• Exercise: Quote word for word the lines in the entries below, from the line that contains "[pin] reflection on" through the line that contains "Target: reflection on water", with both of those lines included.

• Supplied material:
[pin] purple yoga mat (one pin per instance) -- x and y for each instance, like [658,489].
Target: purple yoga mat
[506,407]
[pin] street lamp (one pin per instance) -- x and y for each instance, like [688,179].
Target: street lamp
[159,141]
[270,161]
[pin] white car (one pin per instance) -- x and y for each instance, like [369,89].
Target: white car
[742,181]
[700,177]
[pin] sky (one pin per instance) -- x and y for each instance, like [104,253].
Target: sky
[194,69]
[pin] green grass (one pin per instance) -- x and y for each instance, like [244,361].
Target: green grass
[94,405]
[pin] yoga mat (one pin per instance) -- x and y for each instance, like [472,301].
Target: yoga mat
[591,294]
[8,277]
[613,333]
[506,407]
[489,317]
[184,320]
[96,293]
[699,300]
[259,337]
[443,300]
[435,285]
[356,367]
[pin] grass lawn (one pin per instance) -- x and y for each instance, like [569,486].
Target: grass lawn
---
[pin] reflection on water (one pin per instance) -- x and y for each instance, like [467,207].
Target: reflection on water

• Complete output:
[pin] reflection on water (one pin per instance) -- x and y for each instance, like [467,207].
Target: reflection on water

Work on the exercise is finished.